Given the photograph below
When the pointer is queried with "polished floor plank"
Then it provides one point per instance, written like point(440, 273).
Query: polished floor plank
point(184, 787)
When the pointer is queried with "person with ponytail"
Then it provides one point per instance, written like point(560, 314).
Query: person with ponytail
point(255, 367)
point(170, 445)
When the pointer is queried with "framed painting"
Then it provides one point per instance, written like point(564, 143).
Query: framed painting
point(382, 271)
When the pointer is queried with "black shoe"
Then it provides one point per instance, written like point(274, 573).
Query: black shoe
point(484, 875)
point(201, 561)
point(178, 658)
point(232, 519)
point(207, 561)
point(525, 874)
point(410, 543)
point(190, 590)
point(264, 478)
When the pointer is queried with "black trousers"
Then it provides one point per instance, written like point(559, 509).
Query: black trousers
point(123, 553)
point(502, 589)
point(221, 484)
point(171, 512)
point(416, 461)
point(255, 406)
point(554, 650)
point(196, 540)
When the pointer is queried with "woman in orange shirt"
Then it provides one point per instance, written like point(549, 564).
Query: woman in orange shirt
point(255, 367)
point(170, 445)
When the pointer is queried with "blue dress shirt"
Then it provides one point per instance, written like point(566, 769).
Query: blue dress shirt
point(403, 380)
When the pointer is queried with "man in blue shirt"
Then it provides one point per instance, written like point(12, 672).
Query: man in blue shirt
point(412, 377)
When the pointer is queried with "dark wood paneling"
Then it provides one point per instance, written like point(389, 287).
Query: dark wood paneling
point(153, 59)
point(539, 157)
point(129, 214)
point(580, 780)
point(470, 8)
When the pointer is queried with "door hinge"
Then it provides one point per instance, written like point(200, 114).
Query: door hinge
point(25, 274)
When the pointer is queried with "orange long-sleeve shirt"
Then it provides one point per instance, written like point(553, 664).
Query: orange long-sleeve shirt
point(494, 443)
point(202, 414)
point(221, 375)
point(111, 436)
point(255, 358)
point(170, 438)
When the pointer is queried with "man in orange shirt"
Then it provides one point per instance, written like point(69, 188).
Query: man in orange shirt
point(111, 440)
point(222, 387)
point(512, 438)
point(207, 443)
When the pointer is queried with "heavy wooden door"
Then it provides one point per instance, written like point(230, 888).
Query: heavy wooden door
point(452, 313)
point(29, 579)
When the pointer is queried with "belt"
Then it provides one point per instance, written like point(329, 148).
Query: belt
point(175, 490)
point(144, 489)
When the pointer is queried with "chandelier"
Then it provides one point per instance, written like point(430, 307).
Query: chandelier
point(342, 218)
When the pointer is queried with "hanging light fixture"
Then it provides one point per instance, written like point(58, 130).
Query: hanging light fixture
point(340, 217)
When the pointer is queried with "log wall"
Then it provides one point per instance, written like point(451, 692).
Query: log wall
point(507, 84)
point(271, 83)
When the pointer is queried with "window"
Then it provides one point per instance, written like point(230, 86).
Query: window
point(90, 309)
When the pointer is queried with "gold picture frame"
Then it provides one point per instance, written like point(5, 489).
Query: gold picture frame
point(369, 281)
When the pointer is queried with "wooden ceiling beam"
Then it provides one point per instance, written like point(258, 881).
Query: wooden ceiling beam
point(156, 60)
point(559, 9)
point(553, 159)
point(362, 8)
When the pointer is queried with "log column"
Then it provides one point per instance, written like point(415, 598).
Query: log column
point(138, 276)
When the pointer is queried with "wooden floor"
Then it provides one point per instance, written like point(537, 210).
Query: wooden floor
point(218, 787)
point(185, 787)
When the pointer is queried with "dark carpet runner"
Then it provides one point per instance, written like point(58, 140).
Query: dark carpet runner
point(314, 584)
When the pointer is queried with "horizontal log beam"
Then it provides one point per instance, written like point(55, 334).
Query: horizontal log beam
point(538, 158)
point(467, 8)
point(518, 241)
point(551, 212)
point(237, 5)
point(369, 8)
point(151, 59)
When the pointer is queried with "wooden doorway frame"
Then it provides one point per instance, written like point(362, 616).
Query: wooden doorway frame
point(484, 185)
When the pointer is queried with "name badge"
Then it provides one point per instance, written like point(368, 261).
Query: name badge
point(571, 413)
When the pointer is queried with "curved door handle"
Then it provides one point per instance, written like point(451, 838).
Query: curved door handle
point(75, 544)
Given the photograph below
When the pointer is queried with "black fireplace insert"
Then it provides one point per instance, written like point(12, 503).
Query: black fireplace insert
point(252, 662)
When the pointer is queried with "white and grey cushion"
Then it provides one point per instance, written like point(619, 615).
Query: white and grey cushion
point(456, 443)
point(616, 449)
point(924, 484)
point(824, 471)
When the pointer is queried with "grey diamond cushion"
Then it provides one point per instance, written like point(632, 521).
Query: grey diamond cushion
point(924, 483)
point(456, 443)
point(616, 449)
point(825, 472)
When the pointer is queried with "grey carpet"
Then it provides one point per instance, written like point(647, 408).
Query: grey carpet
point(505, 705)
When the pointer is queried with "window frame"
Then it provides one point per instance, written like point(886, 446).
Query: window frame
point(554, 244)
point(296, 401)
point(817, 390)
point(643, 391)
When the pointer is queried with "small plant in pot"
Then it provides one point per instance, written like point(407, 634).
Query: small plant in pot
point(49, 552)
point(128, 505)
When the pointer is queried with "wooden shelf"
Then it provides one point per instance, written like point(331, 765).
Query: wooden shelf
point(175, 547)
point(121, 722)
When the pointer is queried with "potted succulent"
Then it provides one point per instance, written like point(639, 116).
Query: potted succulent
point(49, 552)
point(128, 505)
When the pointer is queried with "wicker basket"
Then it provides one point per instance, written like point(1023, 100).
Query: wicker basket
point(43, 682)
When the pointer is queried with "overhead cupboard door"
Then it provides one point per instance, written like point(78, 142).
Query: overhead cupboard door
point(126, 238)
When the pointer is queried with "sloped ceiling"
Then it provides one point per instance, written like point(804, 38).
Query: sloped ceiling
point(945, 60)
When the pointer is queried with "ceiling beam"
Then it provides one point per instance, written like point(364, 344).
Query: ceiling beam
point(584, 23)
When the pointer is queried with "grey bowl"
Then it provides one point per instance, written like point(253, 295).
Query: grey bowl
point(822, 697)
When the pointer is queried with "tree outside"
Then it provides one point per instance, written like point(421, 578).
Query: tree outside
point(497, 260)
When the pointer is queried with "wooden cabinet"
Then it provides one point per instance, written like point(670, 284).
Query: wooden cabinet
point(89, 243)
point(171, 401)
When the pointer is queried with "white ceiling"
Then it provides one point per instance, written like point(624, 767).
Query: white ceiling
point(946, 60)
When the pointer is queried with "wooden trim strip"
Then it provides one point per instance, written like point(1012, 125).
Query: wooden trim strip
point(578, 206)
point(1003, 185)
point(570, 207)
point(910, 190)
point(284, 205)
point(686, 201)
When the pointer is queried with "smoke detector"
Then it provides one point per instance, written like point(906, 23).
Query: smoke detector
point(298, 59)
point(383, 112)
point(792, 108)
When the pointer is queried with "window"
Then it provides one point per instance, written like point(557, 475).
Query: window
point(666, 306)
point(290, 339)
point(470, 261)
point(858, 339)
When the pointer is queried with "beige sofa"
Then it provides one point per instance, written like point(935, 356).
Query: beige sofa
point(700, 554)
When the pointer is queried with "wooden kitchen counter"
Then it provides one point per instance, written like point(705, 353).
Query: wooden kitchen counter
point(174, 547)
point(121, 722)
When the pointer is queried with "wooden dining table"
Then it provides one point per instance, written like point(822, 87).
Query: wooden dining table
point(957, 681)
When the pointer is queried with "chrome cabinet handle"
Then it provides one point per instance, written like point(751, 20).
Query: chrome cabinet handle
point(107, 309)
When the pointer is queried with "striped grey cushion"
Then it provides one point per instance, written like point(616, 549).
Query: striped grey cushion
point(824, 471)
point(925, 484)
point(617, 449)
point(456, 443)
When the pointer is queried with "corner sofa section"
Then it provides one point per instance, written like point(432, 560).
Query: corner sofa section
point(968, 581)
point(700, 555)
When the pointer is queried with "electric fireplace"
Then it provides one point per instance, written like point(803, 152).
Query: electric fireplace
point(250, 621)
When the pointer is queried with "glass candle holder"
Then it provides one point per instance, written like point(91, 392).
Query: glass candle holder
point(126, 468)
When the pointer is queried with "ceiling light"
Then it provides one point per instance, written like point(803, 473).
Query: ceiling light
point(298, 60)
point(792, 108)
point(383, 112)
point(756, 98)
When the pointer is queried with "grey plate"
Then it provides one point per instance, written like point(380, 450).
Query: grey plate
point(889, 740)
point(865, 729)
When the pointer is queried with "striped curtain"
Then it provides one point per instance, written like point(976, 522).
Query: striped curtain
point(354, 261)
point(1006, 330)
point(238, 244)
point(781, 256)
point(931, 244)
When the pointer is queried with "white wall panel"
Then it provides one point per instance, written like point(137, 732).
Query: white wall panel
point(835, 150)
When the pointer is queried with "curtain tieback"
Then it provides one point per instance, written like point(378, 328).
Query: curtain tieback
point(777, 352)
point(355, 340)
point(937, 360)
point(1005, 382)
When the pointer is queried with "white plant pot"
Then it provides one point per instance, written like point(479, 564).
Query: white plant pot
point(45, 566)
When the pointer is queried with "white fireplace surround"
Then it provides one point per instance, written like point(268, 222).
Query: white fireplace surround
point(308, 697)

--- STATED TASK ---
Return each line of the items above that contains the string "insert".

--- RESPONSE ---
When the pointer is queried with "black fireplace insert"
Query: black fireplace insert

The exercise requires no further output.